(Extracted data entries)
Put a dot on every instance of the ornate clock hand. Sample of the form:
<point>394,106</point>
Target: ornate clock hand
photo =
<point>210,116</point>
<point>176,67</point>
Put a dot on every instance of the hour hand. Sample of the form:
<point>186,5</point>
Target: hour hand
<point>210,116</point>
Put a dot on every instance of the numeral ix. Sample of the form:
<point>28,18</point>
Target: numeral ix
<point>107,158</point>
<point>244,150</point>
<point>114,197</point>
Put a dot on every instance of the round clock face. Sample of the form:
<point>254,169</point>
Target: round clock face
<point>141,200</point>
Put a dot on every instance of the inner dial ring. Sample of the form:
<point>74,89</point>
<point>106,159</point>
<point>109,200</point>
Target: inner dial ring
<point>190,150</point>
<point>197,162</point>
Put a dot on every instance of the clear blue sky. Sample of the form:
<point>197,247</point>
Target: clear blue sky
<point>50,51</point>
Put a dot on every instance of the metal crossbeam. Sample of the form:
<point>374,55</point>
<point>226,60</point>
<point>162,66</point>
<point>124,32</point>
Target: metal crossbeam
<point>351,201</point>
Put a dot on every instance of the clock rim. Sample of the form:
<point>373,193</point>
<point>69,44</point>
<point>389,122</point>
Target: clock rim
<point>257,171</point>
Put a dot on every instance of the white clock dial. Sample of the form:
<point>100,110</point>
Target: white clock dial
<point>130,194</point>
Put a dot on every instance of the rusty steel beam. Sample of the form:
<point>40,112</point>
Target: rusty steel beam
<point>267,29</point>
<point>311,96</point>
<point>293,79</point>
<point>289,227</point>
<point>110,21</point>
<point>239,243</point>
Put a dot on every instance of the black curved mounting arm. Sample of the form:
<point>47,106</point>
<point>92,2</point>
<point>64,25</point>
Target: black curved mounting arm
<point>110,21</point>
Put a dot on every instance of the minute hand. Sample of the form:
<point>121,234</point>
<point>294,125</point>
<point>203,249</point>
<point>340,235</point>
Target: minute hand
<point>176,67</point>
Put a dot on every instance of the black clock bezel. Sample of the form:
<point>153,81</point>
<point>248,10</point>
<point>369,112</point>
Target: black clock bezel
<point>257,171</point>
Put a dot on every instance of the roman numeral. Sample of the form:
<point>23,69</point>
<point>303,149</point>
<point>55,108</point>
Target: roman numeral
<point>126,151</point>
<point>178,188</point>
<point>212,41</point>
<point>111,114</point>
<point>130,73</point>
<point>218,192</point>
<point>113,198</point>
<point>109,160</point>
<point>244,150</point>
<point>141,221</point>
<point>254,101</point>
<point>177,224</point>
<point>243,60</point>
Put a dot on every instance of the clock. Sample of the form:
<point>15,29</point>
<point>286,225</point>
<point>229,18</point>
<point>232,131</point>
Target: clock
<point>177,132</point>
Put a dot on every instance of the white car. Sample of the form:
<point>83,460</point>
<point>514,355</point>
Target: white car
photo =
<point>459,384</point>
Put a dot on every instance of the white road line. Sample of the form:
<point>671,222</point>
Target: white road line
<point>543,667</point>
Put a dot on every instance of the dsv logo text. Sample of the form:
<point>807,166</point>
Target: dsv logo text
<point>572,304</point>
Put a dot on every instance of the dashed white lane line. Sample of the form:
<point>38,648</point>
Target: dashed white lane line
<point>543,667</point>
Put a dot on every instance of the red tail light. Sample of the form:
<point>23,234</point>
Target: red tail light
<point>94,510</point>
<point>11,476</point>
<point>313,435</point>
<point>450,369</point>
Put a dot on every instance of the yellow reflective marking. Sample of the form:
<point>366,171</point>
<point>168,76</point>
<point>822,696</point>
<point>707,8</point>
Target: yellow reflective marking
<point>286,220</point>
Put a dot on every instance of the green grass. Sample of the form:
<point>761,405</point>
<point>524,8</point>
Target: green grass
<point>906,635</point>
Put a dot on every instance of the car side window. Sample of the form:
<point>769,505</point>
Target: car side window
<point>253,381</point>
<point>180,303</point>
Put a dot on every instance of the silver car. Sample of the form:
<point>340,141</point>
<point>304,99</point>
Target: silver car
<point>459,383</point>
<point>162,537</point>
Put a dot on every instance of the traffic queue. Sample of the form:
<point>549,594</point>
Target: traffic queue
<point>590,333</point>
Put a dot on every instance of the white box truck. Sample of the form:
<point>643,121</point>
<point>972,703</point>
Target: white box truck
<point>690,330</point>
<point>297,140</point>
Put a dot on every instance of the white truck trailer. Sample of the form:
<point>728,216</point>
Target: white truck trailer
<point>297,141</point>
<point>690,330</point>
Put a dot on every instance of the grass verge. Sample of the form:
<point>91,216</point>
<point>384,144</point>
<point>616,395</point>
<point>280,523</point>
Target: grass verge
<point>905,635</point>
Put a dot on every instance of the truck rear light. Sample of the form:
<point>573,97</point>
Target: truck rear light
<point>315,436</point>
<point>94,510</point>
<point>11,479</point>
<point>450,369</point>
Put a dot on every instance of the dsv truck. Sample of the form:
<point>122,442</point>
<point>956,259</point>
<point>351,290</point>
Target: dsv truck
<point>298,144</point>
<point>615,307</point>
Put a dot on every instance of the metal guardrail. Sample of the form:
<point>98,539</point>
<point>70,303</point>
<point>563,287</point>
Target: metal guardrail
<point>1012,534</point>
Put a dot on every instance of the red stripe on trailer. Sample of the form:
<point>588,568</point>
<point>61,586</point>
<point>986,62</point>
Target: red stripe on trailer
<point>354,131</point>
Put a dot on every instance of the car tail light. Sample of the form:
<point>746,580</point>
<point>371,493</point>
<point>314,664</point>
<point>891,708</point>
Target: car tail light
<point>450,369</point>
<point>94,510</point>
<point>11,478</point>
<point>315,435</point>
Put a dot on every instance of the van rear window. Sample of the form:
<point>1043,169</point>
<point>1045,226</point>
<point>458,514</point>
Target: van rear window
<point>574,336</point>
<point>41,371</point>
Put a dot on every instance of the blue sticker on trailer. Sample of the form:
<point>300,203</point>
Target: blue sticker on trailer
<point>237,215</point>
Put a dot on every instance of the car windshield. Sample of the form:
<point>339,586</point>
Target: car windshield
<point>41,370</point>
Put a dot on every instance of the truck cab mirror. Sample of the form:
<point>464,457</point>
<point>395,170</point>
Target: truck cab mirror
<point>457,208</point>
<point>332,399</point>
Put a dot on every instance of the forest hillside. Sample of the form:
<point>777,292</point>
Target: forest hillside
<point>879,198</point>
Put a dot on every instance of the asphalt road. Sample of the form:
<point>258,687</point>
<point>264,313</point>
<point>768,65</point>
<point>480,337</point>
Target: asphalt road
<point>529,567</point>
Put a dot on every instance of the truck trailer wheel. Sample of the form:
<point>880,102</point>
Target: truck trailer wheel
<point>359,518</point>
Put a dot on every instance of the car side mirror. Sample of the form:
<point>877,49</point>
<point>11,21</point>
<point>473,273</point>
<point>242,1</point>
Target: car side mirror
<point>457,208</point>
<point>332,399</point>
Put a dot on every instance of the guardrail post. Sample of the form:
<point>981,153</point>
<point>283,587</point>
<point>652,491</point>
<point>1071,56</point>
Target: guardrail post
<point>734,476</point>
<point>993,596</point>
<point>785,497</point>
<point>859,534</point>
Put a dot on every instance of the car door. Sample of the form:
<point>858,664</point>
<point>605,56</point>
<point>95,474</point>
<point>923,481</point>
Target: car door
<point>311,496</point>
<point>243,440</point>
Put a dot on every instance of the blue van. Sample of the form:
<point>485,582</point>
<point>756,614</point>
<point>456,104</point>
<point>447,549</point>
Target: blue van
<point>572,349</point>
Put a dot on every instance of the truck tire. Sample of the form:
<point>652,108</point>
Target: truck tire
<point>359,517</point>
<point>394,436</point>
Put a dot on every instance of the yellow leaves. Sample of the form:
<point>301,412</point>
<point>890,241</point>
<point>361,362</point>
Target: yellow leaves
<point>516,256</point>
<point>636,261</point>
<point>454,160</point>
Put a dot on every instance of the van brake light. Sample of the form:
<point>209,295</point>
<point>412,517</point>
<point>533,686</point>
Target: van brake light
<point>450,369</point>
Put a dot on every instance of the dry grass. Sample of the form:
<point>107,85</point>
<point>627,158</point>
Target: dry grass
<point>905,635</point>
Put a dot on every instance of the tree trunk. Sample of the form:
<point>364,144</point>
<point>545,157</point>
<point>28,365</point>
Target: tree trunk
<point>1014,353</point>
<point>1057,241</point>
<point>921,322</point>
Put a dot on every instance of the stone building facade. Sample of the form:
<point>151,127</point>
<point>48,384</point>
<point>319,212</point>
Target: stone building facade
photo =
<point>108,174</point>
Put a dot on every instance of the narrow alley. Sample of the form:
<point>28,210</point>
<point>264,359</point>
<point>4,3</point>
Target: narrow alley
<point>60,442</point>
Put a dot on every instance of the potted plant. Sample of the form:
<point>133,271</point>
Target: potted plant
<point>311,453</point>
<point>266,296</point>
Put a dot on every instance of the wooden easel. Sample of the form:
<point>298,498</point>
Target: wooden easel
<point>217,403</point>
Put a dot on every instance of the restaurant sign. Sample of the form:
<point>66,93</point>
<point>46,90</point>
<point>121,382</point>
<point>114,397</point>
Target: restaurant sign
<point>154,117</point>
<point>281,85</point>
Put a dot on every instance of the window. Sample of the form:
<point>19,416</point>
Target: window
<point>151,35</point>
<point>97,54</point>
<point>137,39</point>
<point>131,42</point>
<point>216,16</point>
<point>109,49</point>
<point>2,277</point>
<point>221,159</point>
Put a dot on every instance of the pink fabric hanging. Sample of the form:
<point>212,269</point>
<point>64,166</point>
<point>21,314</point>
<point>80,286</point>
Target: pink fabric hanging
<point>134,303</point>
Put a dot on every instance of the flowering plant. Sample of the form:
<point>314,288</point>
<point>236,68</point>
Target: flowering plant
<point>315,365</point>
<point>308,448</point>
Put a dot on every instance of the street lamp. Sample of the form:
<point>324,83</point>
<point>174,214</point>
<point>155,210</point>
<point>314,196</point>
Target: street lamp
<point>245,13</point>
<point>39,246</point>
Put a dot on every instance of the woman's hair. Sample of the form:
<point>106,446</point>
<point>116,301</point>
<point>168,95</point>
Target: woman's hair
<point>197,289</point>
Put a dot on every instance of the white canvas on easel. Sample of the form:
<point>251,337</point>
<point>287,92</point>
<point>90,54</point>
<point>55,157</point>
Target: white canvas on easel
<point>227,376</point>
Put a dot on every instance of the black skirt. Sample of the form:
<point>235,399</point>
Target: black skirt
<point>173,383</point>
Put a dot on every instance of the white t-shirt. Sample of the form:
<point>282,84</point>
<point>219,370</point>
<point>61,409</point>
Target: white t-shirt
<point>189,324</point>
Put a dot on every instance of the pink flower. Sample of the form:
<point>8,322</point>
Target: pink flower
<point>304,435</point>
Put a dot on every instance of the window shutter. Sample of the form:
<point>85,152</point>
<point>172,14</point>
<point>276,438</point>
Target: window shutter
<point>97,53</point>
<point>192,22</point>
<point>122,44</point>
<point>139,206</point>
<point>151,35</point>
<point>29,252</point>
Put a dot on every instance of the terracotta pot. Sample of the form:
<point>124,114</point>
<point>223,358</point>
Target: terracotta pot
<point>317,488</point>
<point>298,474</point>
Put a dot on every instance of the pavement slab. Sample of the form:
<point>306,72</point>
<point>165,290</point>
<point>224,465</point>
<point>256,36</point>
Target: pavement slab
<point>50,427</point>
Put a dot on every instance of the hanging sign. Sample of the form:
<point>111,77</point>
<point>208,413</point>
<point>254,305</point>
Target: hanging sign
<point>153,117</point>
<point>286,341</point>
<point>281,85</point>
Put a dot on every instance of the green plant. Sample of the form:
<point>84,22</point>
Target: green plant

▸ Exercise instructions
Of the entries above, repeat exactly the lines from the line with "<point>588,568</point>" through the line with "<point>283,587</point>", both of them included.

▸ Solution
<point>588,568</point>
<point>61,586</point>
<point>986,62</point>
Target: red stripe on trailer
<point>354,131</point>
Put a dot on every instance of the car tail light. Sample of the form:
<point>746,580</point>
<point>371,493</point>
<point>314,664</point>
<point>891,708</point>
Target: car tail light
<point>450,369</point>
<point>94,510</point>
<point>11,478</point>
<point>315,435</point>
Put a dot on every instance of the van rear window. Sample of the form:
<point>1043,169</point>
<point>1045,226</point>
<point>458,514</point>
Target: van rear window
<point>574,336</point>
<point>41,371</point>
Put a dot on every instance of the blue sticker on trailer. Sample of the form:
<point>300,203</point>
Target: blue sticker on trailer
<point>237,215</point>
Put a dot on every instance of the car windshield. Sample of the form:
<point>339,586</point>
Target: car windshield
<point>41,370</point>
Put a dot on every instance of the truck cab mirror. Sample of the form:
<point>464,457</point>
<point>395,170</point>
Target: truck cab mirror
<point>457,208</point>
<point>332,399</point>
Put a dot on every instance of the forest hillside. Sample of the form:
<point>777,292</point>
Target: forest hillside
<point>879,198</point>
Put a dot on every instance of the asphalt road. Sample of the form:
<point>258,687</point>
<point>264,313</point>
<point>768,65</point>
<point>480,337</point>
Target: asphalt road
<point>529,567</point>
Put a dot on every instance of the truck trailer wheel. Sample of the form:
<point>880,102</point>
Target: truck trailer wheel
<point>359,518</point>
Put a dot on every instance of the car side mirror. Sample of the form:
<point>877,49</point>
<point>11,21</point>
<point>473,273</point>
<point>242,1</point>
Target: car side mirror
<point>457,208</point>
<point>332,399</point>
Put a dot on every instance of the guardrail post. Sample of the form:
<point>981,153</point>
<point>283,587</point>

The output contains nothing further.